### WHAT YOU NEED TO DO
Retype the listing below line for line, without any changes, but omit the pictures from your copy.

### SUPPLIED DATA

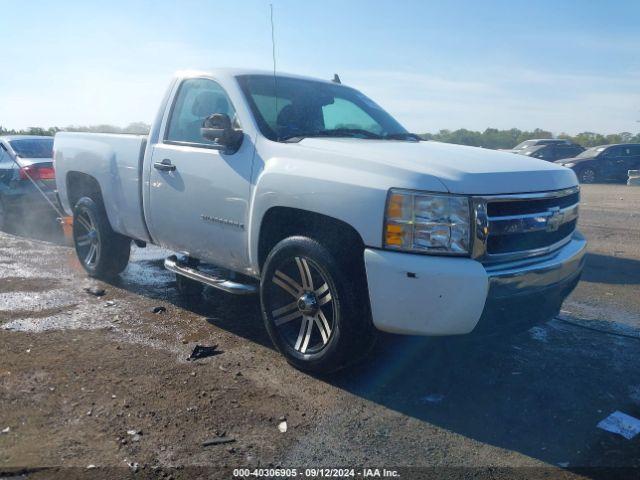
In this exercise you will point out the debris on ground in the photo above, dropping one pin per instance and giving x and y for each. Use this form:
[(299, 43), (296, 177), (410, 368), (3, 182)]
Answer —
[(433, 398), (218, 441), (201, 351), (622, 424), (282, 426), (95, 291)]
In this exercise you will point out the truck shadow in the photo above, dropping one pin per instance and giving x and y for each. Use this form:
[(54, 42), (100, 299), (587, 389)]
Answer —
[(540, 393), (612, 270)]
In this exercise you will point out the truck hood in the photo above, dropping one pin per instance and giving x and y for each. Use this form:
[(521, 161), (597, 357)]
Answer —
[(461, 169)]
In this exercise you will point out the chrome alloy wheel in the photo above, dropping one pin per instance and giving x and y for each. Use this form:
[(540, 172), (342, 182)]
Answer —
[(301, 305), (87, 239)]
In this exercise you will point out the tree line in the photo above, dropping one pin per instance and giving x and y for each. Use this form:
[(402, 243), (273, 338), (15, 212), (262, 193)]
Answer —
[(494, 138), (138, 128), (490, 138)]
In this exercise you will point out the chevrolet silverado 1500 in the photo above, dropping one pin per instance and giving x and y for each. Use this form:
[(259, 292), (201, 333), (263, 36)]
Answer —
[(309, 194)]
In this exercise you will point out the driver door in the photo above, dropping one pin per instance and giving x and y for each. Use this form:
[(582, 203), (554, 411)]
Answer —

### TASK SOLUTION
In this exercise you will point out the debris on ground in the photo above, dropping one pin per instance and giving x and y for each. Use this form:
[(299, 43), (296, 177), (410, 368), (3, 182)]
Answer —
[(433, 398), (218, 441), (201, 351), (622, 424), (282, 426), (95, 291)]
In this exercise you will point out the truck shadow in the photo above, dropping one pin per instance and giving x and y for each. Use this form:
[(54, 42), (100, 299), (587, 389)]
Answer —
[(540, 393), (612, 270)]
In this exercise you will point out the truck hood in the photo above, dropping one pin per instance and giving x and y for each. Use this form:
[(521, 161), (597, 357)]
Answer —
[(461, 169)]
In this exercise you will point out the chrome alloy wheel in the photo above, dropping one pin per instance and giving x and y for each. Use this form:
[(540, 172), (342, 182)]
Answer —
[(301, 305), (87, 239)]
In this exercise you will point out the tree line in the photo above, dropping one pin per instance and giving x and y for each. Use this form:
[(402, 243), (273, 338), (15, 212), (262, 193)]
Answer —
[(494, 138), (138, 128), (490, 138)]
In this exercise you will point out the chevrolet silverado 1500 in the photo above, dropping one pin per instance and giving x and y for each. Use this form:
[(259, 292), (201, 333), (263, 36)]
Answer —
[(309, 194)]
In this exercise you will point out the driver door in the photo above, dropping one pin per instance and giving x and y for each. Use this form:
[(582, 203), (554, 411)]
Answer —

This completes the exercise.